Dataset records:

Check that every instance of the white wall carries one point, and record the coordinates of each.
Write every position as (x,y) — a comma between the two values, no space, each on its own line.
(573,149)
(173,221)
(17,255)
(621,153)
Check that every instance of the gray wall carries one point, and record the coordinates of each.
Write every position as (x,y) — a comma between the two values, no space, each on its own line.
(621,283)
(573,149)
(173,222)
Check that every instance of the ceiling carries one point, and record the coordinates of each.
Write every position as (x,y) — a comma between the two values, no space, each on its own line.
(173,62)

--

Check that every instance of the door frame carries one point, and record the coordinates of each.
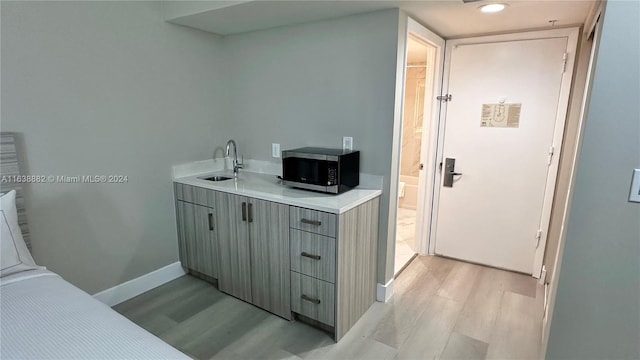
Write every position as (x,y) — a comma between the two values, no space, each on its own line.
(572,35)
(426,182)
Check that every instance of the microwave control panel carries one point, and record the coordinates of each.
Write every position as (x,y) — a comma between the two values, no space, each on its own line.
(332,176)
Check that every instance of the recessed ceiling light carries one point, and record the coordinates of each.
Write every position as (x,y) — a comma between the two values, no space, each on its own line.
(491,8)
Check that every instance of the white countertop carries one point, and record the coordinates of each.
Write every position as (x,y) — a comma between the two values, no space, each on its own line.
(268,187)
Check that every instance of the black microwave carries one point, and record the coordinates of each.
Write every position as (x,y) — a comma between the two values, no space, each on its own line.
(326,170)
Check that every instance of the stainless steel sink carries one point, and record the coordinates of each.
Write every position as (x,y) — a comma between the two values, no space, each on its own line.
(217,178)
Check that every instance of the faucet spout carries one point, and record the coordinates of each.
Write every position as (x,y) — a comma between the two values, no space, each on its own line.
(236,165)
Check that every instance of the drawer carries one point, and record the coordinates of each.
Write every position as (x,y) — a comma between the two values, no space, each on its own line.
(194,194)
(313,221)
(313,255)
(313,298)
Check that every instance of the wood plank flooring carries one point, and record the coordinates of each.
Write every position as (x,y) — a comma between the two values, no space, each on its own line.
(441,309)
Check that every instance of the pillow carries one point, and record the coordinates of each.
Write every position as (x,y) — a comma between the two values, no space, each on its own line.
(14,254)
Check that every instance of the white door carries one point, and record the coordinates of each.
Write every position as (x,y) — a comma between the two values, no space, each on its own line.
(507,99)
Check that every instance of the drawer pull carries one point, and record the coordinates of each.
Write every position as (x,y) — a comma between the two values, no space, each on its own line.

What the task requires:
State how many lines of the records contain the word "microwave". Reply with the number alone.

Task answer:
2